• **What the task requires**: Reproduce the data verbatim from the line containing "Target: vintage aircraft model" through the end of the data, including both of those lines. Leave the pictures out of your answer.

[Point annotation dataset records]
** BEGIN **
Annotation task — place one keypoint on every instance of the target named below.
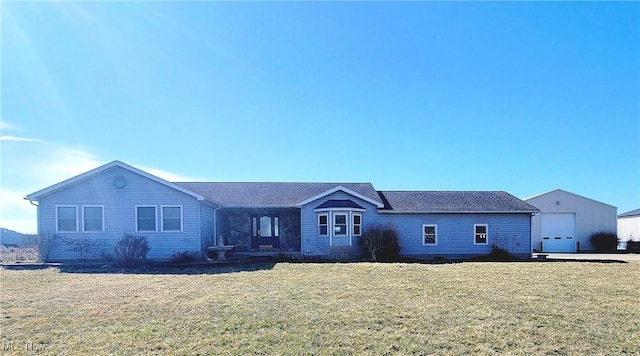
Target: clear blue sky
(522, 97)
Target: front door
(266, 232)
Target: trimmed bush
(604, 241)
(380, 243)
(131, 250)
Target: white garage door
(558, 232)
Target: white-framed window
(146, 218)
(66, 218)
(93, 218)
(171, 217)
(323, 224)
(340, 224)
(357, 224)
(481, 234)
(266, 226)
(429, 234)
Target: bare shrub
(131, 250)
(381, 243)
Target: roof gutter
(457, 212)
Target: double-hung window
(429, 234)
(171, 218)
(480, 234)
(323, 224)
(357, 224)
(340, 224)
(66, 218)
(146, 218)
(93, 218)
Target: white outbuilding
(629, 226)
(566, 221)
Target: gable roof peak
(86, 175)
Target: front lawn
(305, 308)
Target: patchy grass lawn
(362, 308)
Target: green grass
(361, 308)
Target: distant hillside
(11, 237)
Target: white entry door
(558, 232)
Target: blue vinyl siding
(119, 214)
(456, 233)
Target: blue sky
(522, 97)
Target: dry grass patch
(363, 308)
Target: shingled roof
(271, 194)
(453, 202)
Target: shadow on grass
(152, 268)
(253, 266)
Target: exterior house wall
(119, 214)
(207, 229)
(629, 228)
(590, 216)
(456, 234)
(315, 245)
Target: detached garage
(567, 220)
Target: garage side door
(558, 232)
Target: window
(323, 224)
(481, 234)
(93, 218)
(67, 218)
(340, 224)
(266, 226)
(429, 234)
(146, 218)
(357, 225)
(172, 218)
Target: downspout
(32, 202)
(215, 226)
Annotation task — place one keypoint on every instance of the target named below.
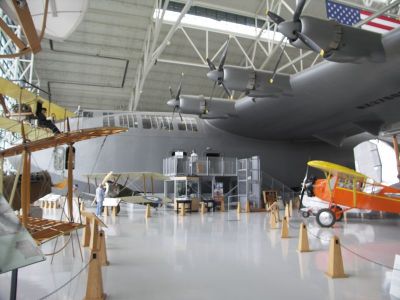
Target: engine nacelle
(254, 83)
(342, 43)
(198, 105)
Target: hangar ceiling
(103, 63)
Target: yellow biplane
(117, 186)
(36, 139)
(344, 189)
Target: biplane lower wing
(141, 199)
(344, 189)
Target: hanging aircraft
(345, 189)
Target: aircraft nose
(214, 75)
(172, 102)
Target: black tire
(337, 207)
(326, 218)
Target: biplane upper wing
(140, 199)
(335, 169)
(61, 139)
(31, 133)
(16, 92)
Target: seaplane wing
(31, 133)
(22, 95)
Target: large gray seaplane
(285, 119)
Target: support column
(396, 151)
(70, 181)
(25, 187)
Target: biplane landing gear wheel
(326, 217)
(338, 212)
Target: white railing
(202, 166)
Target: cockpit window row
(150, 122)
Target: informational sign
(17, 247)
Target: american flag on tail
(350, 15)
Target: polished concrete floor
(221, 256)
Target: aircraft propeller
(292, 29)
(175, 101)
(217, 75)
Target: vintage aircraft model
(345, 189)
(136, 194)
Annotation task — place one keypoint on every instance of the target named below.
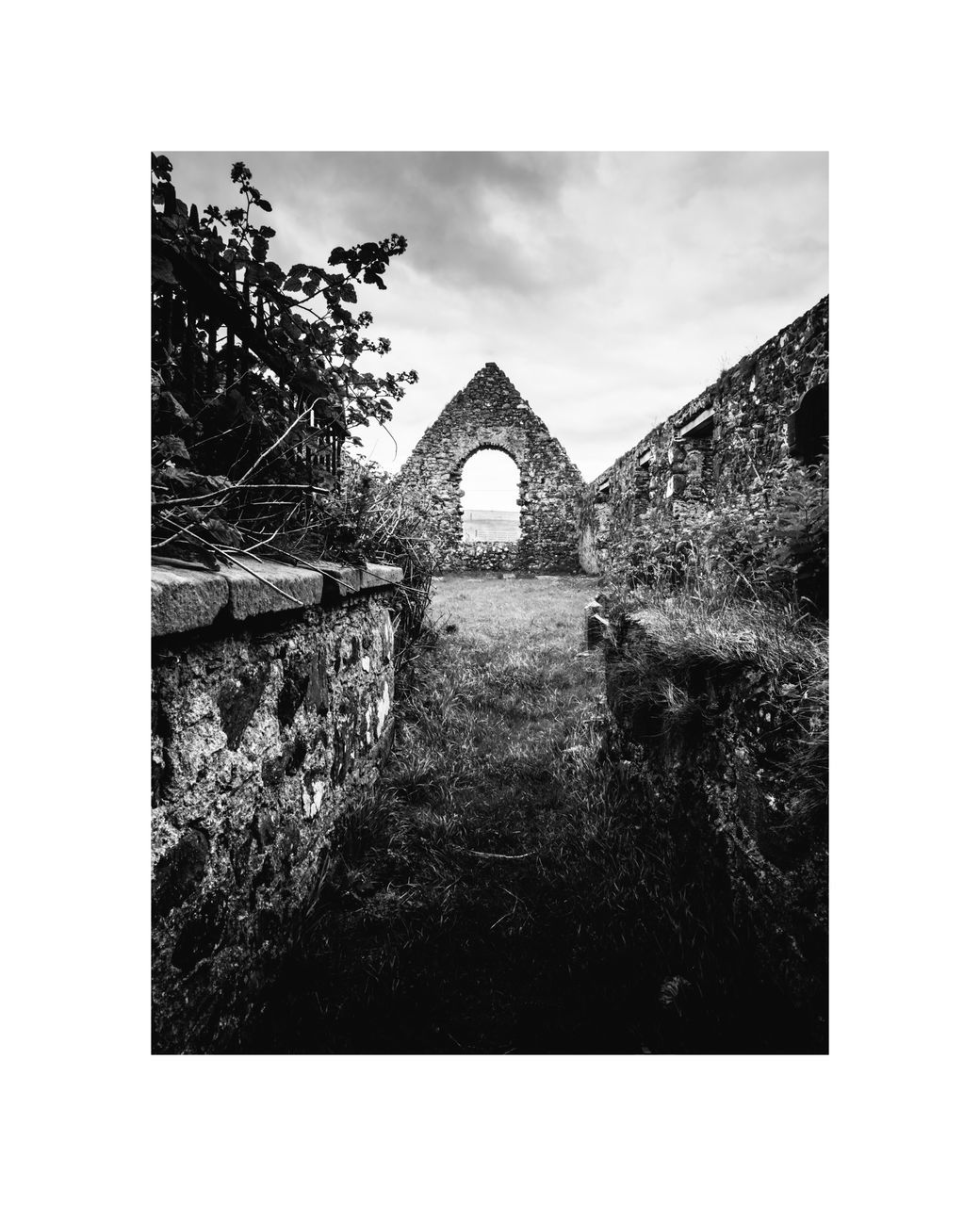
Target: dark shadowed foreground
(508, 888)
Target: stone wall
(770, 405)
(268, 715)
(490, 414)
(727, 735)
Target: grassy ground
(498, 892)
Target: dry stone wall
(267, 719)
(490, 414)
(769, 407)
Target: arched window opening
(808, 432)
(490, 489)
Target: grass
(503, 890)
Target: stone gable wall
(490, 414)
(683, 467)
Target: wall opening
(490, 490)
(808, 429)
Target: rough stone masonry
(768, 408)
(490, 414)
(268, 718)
** END **
• **Answer below**:
Target: vintage aircraft model
(345, 189)
(136, 194)
Annotation task — place one keypoint on every instance of the target named below.
Target: dark shadowed foreground
(508, 888)
Target: stone wall
(770, 405)
(268, 715)
(490, 414)
(727, 735)
Target: grassy ground
(498, 892)
Target: dry stone wall
(267, 719)
(490, 414)
(769, 407)
Target: arched window opening
(808, 432)
(490, 489)
Target: grass
(503, 890)
Target: stone gable wall
(490, 414)
(683, 467)
Target: wall opening
(490, 490)
(808, 429)
Target: rough stone masonry
(768, 408)
(490, 414)
(268, 718)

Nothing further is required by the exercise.